• **Selected text**:
= = = = =

Posted by: Suzanne | July 13, 2007 at 01:55 AM
John, it is great to have the privilege to learn several languages in early or later childhood. I did this to an extent. But please don't imply that it is almost impossible to learn languages later. I learned three languages including Hebrew, although two not completely from scratch, in my late 30's, in preparation for Bible translation work. My own perspective, also as an observer of many language learners, on why older people find it harder to learn languages is that a major factor is that their lives are otherwise too busy for them to concentrate properly on the task - plus the abysmal way in which much language teaching is done.
Posted by: Peter Kirk | July 13, 2007 at 02:50 PM
Peter, your point is well-taken.

= = = = =

• **Provided information**:
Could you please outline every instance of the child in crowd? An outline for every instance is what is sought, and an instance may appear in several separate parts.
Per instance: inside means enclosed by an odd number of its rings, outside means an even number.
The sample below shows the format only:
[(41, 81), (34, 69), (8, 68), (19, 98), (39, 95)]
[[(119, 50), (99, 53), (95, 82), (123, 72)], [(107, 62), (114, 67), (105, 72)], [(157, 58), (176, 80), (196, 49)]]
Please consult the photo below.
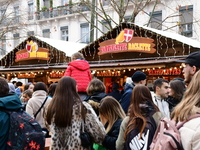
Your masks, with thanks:
[(83, 54), (77, 52), (71, 57), (71, 62), (65, 71), (64, 76), (72, 77), (77, 82), (78, 94), (82, 100), (87, 96), (86, 88), (89, 82), (92, 80), (90, 73), (90, 65), (85, 60)]
[(28, 103), (28, 100), (32, 97), (33, 92), (31, 90), (25, 90), (21, 96), (21, 101), (24, 110), (26, 110), (26, 104)]
[[(112, 96), (106, 96), (100, 102), (99, 117), (106, 129), (106, 136), (102, 142), (104, 149), (115, 150), (116, 140), (122, 120), (126, 117), (119, 102)], [(99, 144), (94, 144), (95, 150), (103, 150)]]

= = = = =

Reproduce the part of the blog comments on learning languages later in life between "Posted by: Suzanne" and "point is well-taken.", inclusive.

• **Exercise response**:
Posted by: Suzanne | July 13, 2007 at 01:55 AM
John, it is great to have the privilege to learn several languages in early or later childhood. I did this to an extent. But please don't imply that it is almost impossible to learn languages later. I learned three languages including Hebrew, although two not completely from scratch, in my late 30's, in preparation for Bible translation work. My own perspective, also as an observer of many language learners, on why older people find it harder to learn languages is that a major factor is that their lives are otherwise too busy for them to concentrate properly on the task - plus the abysmal way in which much language teaching is done.
Posted by: Peter Kirk | July 13, 2007 at 02:50 PM
Peter, your point is well-taken.